-------- PAGE EXCERPT

Food is brought out piping hot with a waitstaff that knows its business and never seems to slow down.

You know that this is real BBQ when you come through the entrance and see the cords of wood stacked up. They fuel two huge smokers that have a capacity for BBQing about 1,400 pounds of meat, poultry and fish in one shot.

House of Que
340 Frank Sinatra Dr.
Hoboken, NJ
www.houseofque.com

A real Texan, Chef Mike Rodriguez has his work cut out for him bringing the full, legendary flavor of a Texas BBQ pit to New Jersey. Considering his history in the world of barbeque, it’s not going to be too hard for him.

Opened just over a month ago, House of Que has already developed a loyal following…and not just from New Jersey. It’s location right on the Hoboken waterfront and the water taxi sevice from Manhattan dropping passengers off almost at the front door, have made it a night out for Manhattanites.

----------------
-------- SOURCE INFORMATION

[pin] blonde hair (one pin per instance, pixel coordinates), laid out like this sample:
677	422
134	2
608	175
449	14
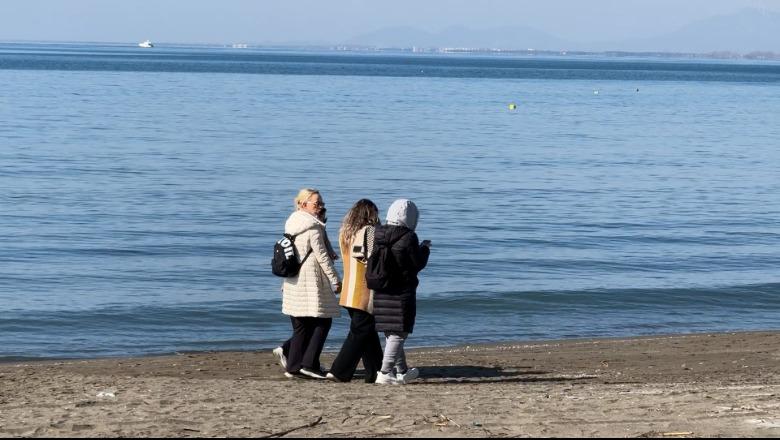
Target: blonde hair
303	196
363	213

----------------
-------- SOURCE INFORMATION

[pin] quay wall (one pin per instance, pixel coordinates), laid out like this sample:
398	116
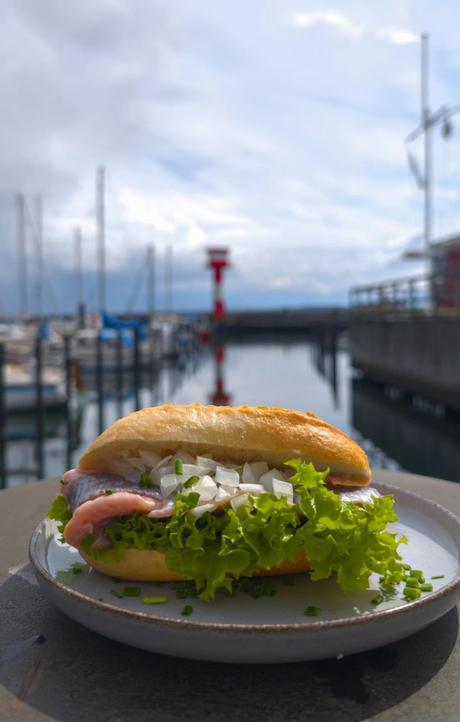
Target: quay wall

----------------
-------- SOURCE INFORMATION

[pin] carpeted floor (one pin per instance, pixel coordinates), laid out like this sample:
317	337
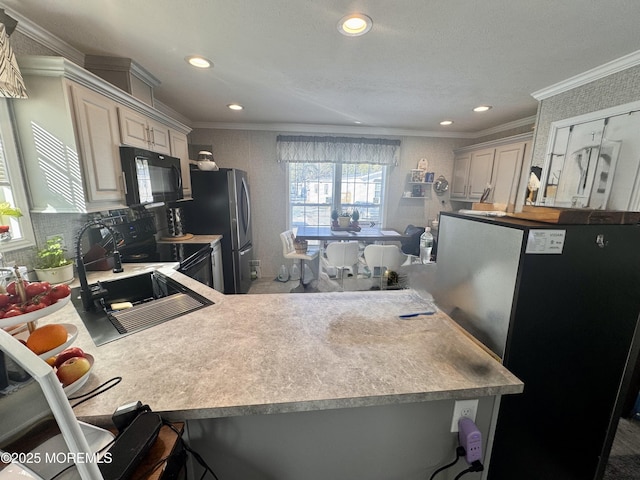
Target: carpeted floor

----------------

## EXERCISES TO COMPLETE
1: According to the House of Que text, why has the restaurant become a night out for Manhattanites? Please answer in one to three sentences.
2: Pick up the House of Que text after its last sentence and carry it forward.
The records are separate material, apart from the House of Que text.

## PER-TASK ANSWERS
1: It has become a night out for Manhattanites because of its location right on the Hoboken waterfront. The water taxi service from Manhattan also drops passengers off almost at the front door.

2:
House of ‘Que features four of the most popular barbeque dishes in Texas, including brisket, chicken, pork ribs, and spicy Texas-style sausage. As you’d expect from a real Texan pitmaster, the meats will be dry-rubbed with a housemade rub and gently smoked over Oak wood. Each offering comes with the option of two different barbeque sauces, and one of them will definitely add a spicy kick to an already memorable meal.

The sprawling roadhouse style space was designed by Josh Held, drawn from his own experience growing up in Texas and love for barbecue to create an authentic yet modern Texas barbecue hall. Raw concrete floors, blackened steel, and recycled wood, along with a bar top made from live edge planks of old growth oak complement details such as barbed wire sconces, giant industrial steel cage fans and a custom J & R smoker made in Texas to transport patrons to the heart of Austin, TX.

Butcher Bar
37-08 30th Ave.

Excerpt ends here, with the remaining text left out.